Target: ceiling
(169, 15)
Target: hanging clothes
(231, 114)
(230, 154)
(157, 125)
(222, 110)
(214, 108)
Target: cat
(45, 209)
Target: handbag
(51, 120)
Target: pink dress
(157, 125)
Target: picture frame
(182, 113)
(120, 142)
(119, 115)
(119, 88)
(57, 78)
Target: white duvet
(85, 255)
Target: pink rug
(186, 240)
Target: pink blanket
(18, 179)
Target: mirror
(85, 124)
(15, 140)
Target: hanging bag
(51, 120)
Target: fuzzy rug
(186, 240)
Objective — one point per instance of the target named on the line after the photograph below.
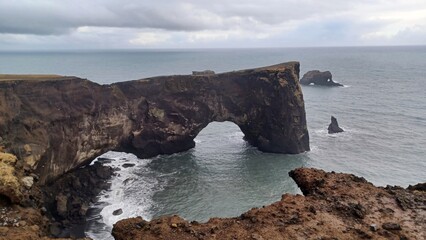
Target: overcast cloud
(79, 24)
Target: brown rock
(61, 123)
(345, 208)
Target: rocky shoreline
(56, 210)
(334, 206)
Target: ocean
(382, 108)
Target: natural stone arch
(60, 123)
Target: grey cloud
(57, 17)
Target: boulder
(117, 212)
(334, 126)
(27, 181)
(61, 205)
(316, 77)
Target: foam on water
(122, 194)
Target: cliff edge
(334, 206)
(56, 123)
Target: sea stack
(316, 77)
(334, 126)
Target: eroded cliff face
(59, 123)
(334, 206)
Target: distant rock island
(334, 126)
(333, 206)
(319, 78)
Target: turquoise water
(382, 108)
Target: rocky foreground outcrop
(56, 124)
(334, 206)
(319, 78)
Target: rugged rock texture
(59, 123)
(335, 206)
(319, 78)
(334, 126)
(22, 216)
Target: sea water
(382, 109)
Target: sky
(145, 24)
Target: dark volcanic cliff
(334, 206)
(58, 123)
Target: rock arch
(59, 123)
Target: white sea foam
(121, 194)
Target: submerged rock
(117, 212)
(316, 77)
(334, 126)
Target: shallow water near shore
(382, 109)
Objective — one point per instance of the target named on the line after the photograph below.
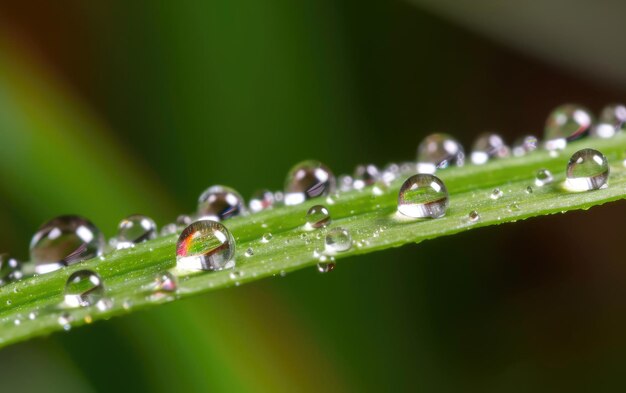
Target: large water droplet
(543, 177)
(218, 203)
(487, 146)
(64, 241)
(525, 145)
(439, 151)
(612, 120)
(566, 123)
(587, 169)
(135, 229)
(205, 245)
(83, 288)
(338, 240)
(10, 269)
(365, 175)
(261, 200)
(423, 195)
(318, 216)
(306, 180)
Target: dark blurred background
(112, 108)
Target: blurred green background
(112, 108)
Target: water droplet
(306, 180)
(219, 203)
(205, 245)
(365, 175)
(338, 240)
(612, 120)
(587, 169)
(165, 282)
(10, 269)
(135, 229)
(318, 216)
(439, 151)
(488, 146)
(326, 267)
(65, 321)
(496, 194)
(423, 195)
(566, 123)
(543, 178)
(83, 288)
(64, 241)
(261, 200)
(525, 145)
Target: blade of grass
(370, 218)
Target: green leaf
(370, 217)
################
If a line falls between the one containing "Target: dark volcanic cliff" and the last line of the records above, inclusive, restate it exactly; leave out the pictures and everything else.

Target: dark volcanic cliff
(334, 206)
(58, 123)
Target: rock arch
(59, 123)
Target: white sea foam
(121, 194)
Target: submerged rock
(117, 212)
(316, 77)
(334, 126)
Target: shallow water near shore
(382, 109)
Objective — one point per instance of the target named on the line after the photograph below.
Target: large water droplet
(543, 177)
(218, 203)
(487, 146)
(64, 241)
(525, 145)
(439, 151)
(612, 120)
(566, 123)
(587, 169)
(135, 229)
(205, 245)
(83, 288)
(338, 240)
(10, 269)
(365, 175)
(261, 200)
(423, 195)
(318, 216)
(306, 180)
Target: dark blurred background
(112, 108)
Target: blurred green background
(112, 108)
Target: water droplet
(306, 180)
(219, 203)
(205, 245)
(365, 175)
(338, 240)
(612, 120)
(587, 169)
(165, 282)
(10, 269)
(135, 229)
(318, 216)
(439, 151)
(488, 146)
(326, 267)
(65, 321)
(496, 194)
(423, 195)
(566, 123)
(543, 178)
(83, 288)
(64, 241)
(261, 200)
(525, 145)
Target: blade of grass
(370, 218)
Target: green leaf
(370, 217)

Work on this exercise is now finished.